(Enunciado del ejercicio): Edite el tramo que va desde el inicio del material hasta la línea que contiene "pixel 252 175", ambos extremos incluidos, sustituyendo "white coat" por "black coat" sin modificar nada más. Entregue únicamente ese tramo.

── Datos de entrada

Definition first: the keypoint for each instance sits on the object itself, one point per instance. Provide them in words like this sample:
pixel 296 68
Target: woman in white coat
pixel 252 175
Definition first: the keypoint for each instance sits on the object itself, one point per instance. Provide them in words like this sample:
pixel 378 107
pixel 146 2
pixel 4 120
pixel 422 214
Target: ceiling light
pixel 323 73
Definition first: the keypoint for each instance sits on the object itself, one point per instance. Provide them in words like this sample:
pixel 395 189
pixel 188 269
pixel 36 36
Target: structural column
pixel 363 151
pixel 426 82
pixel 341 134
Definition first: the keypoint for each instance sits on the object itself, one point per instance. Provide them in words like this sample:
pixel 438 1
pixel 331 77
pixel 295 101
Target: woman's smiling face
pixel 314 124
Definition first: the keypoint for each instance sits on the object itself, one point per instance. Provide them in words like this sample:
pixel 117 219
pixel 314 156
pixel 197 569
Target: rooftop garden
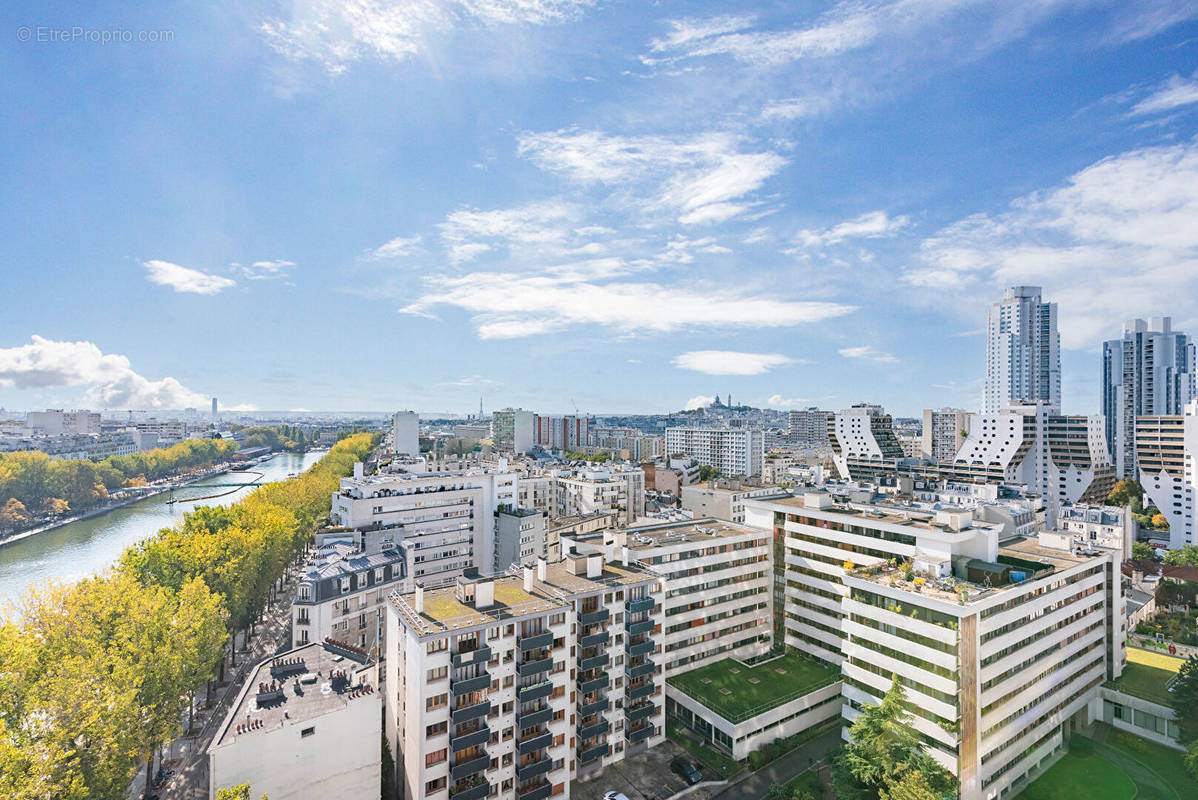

────

(Resultado del ejercicio):
Definition first: the keypoint for each instance sits on the object itself, one point per instance. Provide them in words like this sample:
pixel 296 68
Target: woman in black coat
pixel 252 175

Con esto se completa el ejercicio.